Entries for pointing at named objects
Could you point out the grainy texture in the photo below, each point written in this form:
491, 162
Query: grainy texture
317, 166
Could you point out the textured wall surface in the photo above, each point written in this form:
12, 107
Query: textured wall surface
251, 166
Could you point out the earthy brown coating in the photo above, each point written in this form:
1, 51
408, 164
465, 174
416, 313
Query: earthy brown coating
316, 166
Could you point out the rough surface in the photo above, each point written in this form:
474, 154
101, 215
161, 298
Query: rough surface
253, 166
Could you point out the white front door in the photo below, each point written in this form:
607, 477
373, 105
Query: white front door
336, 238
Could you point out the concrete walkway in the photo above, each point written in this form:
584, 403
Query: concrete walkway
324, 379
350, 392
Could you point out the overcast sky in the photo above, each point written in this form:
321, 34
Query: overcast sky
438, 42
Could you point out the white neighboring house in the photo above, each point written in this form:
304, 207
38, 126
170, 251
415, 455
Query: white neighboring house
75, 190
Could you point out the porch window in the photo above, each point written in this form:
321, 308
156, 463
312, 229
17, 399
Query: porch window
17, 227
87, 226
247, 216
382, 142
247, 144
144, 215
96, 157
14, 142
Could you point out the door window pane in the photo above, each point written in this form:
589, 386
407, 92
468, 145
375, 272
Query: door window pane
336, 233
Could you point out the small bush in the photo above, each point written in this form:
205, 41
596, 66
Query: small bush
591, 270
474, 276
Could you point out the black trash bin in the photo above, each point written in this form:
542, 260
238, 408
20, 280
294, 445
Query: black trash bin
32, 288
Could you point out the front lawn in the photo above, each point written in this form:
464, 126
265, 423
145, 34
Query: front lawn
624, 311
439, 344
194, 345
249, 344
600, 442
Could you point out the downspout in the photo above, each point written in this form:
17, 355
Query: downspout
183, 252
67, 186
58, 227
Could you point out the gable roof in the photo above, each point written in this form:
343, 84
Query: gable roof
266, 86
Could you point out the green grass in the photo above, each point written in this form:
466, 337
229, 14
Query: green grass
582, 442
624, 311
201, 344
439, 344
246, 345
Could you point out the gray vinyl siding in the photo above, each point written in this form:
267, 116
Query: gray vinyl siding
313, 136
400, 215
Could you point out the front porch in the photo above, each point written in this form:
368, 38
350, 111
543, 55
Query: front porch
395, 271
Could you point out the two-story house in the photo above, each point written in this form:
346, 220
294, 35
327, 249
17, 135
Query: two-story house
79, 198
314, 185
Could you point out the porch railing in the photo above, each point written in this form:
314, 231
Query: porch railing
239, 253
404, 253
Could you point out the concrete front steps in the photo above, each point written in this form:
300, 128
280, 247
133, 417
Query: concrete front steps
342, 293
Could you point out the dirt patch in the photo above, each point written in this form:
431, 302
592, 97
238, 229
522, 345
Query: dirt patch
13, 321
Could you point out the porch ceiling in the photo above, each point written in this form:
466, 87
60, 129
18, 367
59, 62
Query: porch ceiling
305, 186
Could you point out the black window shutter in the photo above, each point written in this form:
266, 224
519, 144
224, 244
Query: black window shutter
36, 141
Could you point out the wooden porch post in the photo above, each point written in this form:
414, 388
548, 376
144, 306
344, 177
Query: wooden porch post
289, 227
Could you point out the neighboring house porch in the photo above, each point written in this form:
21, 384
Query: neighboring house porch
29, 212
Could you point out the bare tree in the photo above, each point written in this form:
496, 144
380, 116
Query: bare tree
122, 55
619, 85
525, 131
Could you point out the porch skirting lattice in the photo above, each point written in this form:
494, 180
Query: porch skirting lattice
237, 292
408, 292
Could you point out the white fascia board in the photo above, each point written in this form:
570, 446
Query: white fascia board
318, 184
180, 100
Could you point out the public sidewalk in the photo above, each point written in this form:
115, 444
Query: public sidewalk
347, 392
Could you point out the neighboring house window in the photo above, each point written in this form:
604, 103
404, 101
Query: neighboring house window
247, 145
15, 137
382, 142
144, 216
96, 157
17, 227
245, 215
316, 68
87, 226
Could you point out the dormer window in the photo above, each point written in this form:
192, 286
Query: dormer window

**What the task asks**
Could you copy the entries above without any change, starting at the line that contains "Could you point out the neighboring house window" and ending at the final line of the entries?

**Reply**
Could you point out the neighboring house window in the photo above, each point written in this form:
604, 103
404, 101
Query: neighboring house window
247, 145
15, 137
382, 142
144, 216
96, 157
17, 227
245, 215
316, 68
87, 226
Could you point out the dormer window in the photo above, each point written in this form:
192, 286
Query: dormer window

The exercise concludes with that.